(Stored records)
◆ ◆ ◆ ◆ ◆ ◆ ◆
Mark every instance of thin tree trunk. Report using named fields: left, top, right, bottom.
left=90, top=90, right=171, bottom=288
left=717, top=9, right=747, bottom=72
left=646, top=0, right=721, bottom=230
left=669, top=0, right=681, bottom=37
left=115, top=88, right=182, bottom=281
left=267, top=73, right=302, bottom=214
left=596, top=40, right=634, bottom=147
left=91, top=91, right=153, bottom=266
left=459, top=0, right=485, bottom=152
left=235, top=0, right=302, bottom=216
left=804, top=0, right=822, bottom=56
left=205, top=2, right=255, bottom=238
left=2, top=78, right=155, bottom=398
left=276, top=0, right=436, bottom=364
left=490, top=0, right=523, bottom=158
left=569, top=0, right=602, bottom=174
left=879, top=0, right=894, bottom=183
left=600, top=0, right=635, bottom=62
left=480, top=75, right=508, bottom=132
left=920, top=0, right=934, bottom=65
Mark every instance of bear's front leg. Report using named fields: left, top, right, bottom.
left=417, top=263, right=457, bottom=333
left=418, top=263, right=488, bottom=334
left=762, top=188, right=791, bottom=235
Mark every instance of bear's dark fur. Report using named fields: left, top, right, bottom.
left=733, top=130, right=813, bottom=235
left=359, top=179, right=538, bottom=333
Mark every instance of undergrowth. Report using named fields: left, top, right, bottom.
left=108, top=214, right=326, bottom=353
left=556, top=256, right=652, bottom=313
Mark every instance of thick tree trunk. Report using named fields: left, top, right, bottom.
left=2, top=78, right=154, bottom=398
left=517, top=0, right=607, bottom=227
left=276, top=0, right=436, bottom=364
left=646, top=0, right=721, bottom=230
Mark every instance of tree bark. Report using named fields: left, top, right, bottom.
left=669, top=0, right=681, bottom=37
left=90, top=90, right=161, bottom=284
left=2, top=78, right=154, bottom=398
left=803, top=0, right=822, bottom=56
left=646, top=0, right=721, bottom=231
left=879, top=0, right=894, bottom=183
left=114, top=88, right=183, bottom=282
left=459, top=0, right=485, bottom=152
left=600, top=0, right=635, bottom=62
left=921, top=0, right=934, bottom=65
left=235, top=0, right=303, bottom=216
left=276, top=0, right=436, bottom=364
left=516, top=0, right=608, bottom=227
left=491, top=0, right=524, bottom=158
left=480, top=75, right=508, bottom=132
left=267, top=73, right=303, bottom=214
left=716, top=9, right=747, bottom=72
◆ ◆ ◆ ◆ ◆ ◆ ◆
Description of the task - Give back each entry above precisely as it was written.

Answer for this exercise -
Mark every instance of thin tree trunk. Report using named fields: left, top, right, bottom.
left=90, top=90, right=171, bottom=288
left=717, top=9, right=747, bottom=72
left=646, top=0, right=721, bottom=230
left=669, top=0, right=681, bottom=37
left=115, top=88, right=182, bottom=281
left=267, top=73, right=302, bottom=214
left=596, top=40, right=634, bottom=147
left=91, top=91, right=153, bottom=266
left=459, top=0, right=485, bottom=152
left=235, top=0, right=302, bottom=216
left=804, top=0, right=822, bottom=56
left=205, top=2, right=255, bottom=238
left=2, top=78, right=155, bottom=398
left=276, top=0, right=436, bottom=364
left=490, top=0, right=523, bottom=158
left=569, top=0, right=602, bottom=174
left=879, top=0, right=894, bottom=183
left=600, top=0, right=635, bottom=62
left=480, top=75, right=508, bottom=132
left=920, top=0, right=934, bottom=65
Mark every instance of bear's front leg. Report using named fields: left, top, right, bottom.
left=417, top=263, right=457, bottom=333
left=418, top=263, right=488, bottom=334
left=762, top=188, right=791, bottom=235
Mark every instance of bear's dark fur. Report using named fields: left, top, right, bottom.
left=733, top=130, right=813, bottom=235
left=359, top=179, right=538, bottom=333
Mark every instance of undergrowth. Report using named fields: left, top, right, bottom.
left=108, top=214, right=326, bottom=353
left=556, top=256, right=652, bottom=313
Mark every instance of thick tree trunk. Report using named fields: left, top, right, bottom.
left=2, top=78, right=154, bottom=398
left=517, top=0, right=607, bottom=227
left=276, top=0, right=436, bottom=364
left=646, top=0, right=721, bottom=230
Mark every instance of tree bark. Report using named fields: left, top, right, bottom.
left=669, top=0, right=681, bottom=37
left=90, top=90, right=161, bottom=284
left=2, top=78, right=154, bottom=398
left=803, top=0, right=822, bottom=56
left=646, top=0, right=721, bottom=231
left=879, top=0, right=894, bottom=183
left=114, top=88, right=183, bottom=282
left=459, top=0, right=485, bottom=152
left=600, top=0, right=635, bottom=62
left=921, top=0, right=934, bottom=65
left=235, top=0, right=303, bottom=216
left=276, top=0, right=436, bottom=364
left=516, top=0, right=608, bottom=227
left=491, top=0, right=524, bottom=158
left=480, top=75, right=508, bottom=132
left=267, top=73, right=303, bottom=214
left=716, top=9, right=747, bottom=72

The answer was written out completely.